### GIVEN RECORDS
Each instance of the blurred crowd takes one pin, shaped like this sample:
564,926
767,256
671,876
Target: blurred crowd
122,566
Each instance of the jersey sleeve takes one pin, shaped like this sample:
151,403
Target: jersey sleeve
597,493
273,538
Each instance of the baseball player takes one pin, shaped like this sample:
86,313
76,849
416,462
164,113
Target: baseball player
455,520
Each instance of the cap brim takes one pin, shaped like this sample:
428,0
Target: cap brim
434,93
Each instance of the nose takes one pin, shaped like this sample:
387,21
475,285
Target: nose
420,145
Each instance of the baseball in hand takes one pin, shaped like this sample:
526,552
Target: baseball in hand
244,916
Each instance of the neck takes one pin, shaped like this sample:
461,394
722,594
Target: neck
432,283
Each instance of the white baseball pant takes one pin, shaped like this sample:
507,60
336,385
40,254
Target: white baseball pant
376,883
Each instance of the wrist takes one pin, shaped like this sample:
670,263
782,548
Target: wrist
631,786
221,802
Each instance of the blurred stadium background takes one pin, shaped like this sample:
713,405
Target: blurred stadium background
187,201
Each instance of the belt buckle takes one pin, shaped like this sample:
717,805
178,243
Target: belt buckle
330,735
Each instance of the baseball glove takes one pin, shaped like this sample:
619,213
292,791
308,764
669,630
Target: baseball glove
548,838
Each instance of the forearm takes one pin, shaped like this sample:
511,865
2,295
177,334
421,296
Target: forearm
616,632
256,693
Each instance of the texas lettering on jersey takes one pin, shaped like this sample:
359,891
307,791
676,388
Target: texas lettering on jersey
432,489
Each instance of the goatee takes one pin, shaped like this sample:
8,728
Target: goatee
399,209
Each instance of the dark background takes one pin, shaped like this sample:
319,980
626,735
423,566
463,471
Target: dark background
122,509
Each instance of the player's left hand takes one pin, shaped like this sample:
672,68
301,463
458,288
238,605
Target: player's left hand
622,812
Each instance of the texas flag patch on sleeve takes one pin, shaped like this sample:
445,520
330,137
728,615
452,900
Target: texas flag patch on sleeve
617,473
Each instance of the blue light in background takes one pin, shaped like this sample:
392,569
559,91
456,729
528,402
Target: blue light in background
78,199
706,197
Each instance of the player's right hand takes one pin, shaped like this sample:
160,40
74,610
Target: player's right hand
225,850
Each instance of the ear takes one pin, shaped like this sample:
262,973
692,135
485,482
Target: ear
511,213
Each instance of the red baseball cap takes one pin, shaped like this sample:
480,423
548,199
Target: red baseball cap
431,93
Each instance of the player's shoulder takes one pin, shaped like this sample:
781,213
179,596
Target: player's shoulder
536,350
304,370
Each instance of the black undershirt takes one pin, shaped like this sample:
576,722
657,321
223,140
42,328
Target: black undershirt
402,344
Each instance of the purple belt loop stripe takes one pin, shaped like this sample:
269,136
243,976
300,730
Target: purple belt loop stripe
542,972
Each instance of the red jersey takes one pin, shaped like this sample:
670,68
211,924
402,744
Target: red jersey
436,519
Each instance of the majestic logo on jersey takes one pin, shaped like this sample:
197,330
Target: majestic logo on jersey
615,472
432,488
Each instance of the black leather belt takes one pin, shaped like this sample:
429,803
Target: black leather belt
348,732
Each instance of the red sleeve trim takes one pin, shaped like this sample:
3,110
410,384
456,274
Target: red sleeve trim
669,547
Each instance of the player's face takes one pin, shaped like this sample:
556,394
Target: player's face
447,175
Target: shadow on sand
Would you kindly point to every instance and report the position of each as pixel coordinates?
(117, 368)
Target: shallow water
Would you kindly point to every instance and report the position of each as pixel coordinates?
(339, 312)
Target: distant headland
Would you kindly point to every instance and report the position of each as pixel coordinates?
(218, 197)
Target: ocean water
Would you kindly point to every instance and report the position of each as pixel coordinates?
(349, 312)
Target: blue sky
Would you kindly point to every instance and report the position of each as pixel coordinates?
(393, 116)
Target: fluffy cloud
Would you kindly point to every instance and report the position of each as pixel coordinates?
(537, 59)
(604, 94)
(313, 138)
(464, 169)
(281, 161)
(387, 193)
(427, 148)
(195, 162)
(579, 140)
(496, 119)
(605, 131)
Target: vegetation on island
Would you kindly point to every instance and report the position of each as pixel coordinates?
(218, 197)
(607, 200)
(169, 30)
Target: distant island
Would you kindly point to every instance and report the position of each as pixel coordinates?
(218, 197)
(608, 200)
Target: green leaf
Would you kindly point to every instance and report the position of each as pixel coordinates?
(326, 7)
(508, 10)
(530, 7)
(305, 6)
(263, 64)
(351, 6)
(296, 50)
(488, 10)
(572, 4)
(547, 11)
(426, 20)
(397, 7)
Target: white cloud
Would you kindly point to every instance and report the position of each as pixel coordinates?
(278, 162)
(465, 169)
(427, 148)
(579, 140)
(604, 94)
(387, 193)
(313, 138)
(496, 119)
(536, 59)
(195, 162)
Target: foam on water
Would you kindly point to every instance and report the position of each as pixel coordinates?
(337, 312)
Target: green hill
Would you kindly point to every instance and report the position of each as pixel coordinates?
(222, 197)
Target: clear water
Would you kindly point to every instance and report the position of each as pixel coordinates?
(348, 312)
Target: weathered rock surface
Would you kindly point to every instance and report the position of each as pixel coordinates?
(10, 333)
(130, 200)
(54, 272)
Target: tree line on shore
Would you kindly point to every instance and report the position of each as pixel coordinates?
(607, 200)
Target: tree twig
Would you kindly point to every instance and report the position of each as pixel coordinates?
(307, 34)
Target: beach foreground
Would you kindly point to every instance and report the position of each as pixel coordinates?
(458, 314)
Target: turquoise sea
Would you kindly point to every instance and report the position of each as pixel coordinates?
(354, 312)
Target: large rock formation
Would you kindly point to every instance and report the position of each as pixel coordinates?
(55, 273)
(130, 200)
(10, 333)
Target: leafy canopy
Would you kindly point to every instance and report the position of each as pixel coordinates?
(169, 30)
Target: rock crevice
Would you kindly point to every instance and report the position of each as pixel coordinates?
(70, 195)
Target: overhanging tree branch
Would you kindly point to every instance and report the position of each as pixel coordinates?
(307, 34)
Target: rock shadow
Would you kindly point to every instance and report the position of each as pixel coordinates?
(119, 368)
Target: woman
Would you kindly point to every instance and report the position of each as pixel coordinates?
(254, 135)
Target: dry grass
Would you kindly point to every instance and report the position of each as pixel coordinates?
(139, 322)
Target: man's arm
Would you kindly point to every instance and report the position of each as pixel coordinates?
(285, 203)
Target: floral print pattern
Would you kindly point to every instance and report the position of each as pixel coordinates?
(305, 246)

### GIVEN INSTRUCTION
Transcribe the whole listing exactly.

### EXERCISE RESULT
Each instance of the blurred crowd takes one pin, shaped like this sample:
564,926
767,256
671,876
Target: blurred crowd
122,566
Each instance of the jersey sleeve takes one pin, shaped like this sample:
151,403
Target: jersey sleeve
597,493
273,538
Each instance of the baseball player takes one pin, shaped like this sample:
86,313
76,849
416,462
164,113
Target: baseball player
455,520
Each instance of the cap brim takes one pin, shaped like this sample:
428,0
Target: cap brim
434,93
Each instance of the nose takes one pin, shaped like this sample:
387,21
475,285
Target: nose
420,145
Each instance of the baseball in hand takes one pin, shaped like this sample:
526,552
Target: baseball in hand
244,916
Each instance of the neck takes one pin, shaped like this sample:
461,394
722,594
Target: neck
432,283
Each instance of the white baseball pant takes one pin, shaped like this sample:
507,60
336,385
40,254
Target: white baseball pant
376,883
Each instance of the wrist takes one pin, shaped like this sample:
670,263
782,548
Target: wrist
631,786
221,802
Each instance of the blurred stadium background takes one pin, shaped like this sample:
713,405
Target: blurred stadium background
187,201
Each instance of the belt buckle takes one pin, shaped like this sample:
717,805
178,243
Target: belt buckle
330,735
Each instance of the baseball glove takes one pin, shaped like this sample:
619,213
292,791
308,764
669,630
Target: baseball glove
548,838
Each instance of the forearm takes one pin, shaped like this sample:
511,865
2,295
177,334
421,296
Target: forearm
616,632
256,693
Each instance of the texas lettering on jersey takes one pin, shaped like this sample:
359,891
307,791
676,388
Target: texas lettering on jersey
432,489
Each instance of the goatee takes one pin, shaped like this sample:
8,728
Target: goatee
399,209
Each instance of the dark background takes one pin, shaped like this sample:
319,980
626,735
423,566
463,471
Target: dark background
122,509
Each instance of the player's left hand takes one pin, shaped like this sample:
672,68
301,463
458,288
238,605
Target: player's left hand
622,812
Each instance of the texas flag patch on sleeve takes one pin, shaped like this sample:
445,520
330,137
728,615
452,900
Target: texas flag patch on sleeve
617,473
Each instance of the blue light in background takes one pin, shaped like this sample:
392,569
559,91
456,729
528,402
Target: blue light in background
78,199
706,197
Each instance of the player's right hand takes one pin, shaped like this sample:
160,40
74,610
Target: player's right hand
225,850
Each instance of the ear takes one pin, shaped like this sample:
262,973
692,135
485,482
Target: ear
511,213
Each instance of the red baseball cap takes one pin, shaped like this sample:
480,423
548,199
Target: red baseball cap
431,93
Each instance of the player's shoulder takes one pin, shaped like this sample:
781,213
179,596
Target: player's shoulder
536,350
304,370
Each instance of the black undershirt takes one pin, shaped like this sample:
576,722
657,321
223,140
42,328
Target: black undershirt
402,344
Each instance of the purple belt loop stripe takes one pin, shaped like this sample:
269,136
243,976
300,730
Target: purple belt loop stripe
542,972
Each instance of the red jersey takes one pin, shaped like this sample:
670,68
211,924
402,744
Target: red jersey
436,519
Each instance of the majestic logo on jersey takes one pin, shaped like this sample:
197,330
Target: majestic logo on jersey
615,472
432,488
Each instance of the black leather belt takes one pin, shaped like this sample:
429,803
Target: black leather belt
348,732
Each instance of the red sleeve trim takes one pin, shaped like this sample:
3,110
410,384
456,274
Target: red sleeve trim
669,547
Each instance of the player's face takes one pin, shaped like this sample:
556,394
Target: player's face
447,175
Target: shadow on sand
Would you kindly point to every instance and report the position of each as pixel coordinates?
(117, 368)
Target: shallow water
Would you kindly point to every instance and report the position of each as pixel coordinates?
(339, 312)
Target: distant headland
Would you kindly point to every instance and report the position of each as pixel coordinates?
(218, 197)
Target: ocean water
Would you kindly point to every instance and report the position of each as pixel coordinates?
(349, 312)
Target: blue sky
Would you kindly point to every instance and report the position of each as pixel coordinates?
(393, 116)
Target: fluffy cloud
Would you kindly point to every instance and report the position of each as pixel coordinates?
(537, 59)
(604, 94)
(313, 138)
(464, 169)
(281, 161)
(387, 193)
(427, 148)
(195, 162)
(579, 140)
(496, 119)
(605, 131)
Target: vegetation on island
Would you kindly point to every instance and report the position of each as pixel coordinates?
(218, 197)
(607, 200)
(169, 30)
Target: distant island
Would you kindly point to every instance and report the position of each as pixel coordinates?
(218, 197)
(608, 200)
Target: green leaf
Would you kindly point to every instance and report the position of each as pixel coordinates?
(326, 7)
(508, 10)
(530, 7)
(305, 6)
(263, 64)
(351, 6)
(296, 50)
(488, 10)
(572, 4)
(547, 11)
(426, 20)
(397, 7)
Target: white cloud
Would you kindly point to every instance and report the position of each as pixel coordinates?
(278, 162)
(465, 169)
(427, 148)
(579, 140)
(604, 94)
(387, 193)
(313, 138)
(496, 119)
(536, 59)
(195, 162)
Target: foam on water
Would you kindly point to every instance and report the position of each as pixel coordinates?
(337, 312)
Target: green hill
Would you kindly point to every instance and report the position of each as pixel coordinates?
(222, 197)
Target: clear water
Would you kindly point to every instance and report the position of each as pixel coordinates?
(348, 312)
Target: weathered rock surface
Would you kindly point to every instance and report the position of each as pixel coordinates?
(10, 333)
(130, 200)
(54, 272)
Target: tree line on shore
Would you kindly point to every instance and report the position of each as pixel coordinates?
(607, 200)
Target: tree twig
Would you kindly point to every instance and report the position of each as pixel coordinates?
(307, 34)
Target: beach foreground
Would you kindly point to every instance and report the position of each as pixel coordinates?
(458, 314)
Target: turquoise sea
Would you kindly point to every instance and report the position of each as pixel coordinates?
(354, 312)
Target: large rock formation
Would you kindly point to every instance and report the position of each as pixel coordinates?
(55, 273)
(130, 200)
(10, 333)
Target: leafy canopy
Would you kindly point to every instance and report the position of each as pixel coordinates?
(169, 30)
Target: rock crevice
Would you kindly point to every instance and report the position of each as pixel coordinates?
(70, 195)
Target: overhanging tree branch
Would you kindly point to every instance and report the position of each as pixel coordinates?
(307, 34)
Target: rock shadow
Would you kindly point to every instance and report the position of each as pixel coordinates?
(119, 368)
Target: woman
Would you kindly point to every instance and report the position of each as pixel coordinates?
(254, 135)
Target: dry grass
Would you kindly point to every instance and report the position of each as pixel coordinates?
(139, 322)
Target: man's arm
Would you kindly point to every instance and report the position of each as pixel coordinates?
(285, 203)
Target: floral print pattern
Would you kindly point to every instance and report the position of each as pixel coordinates?
(305, 246)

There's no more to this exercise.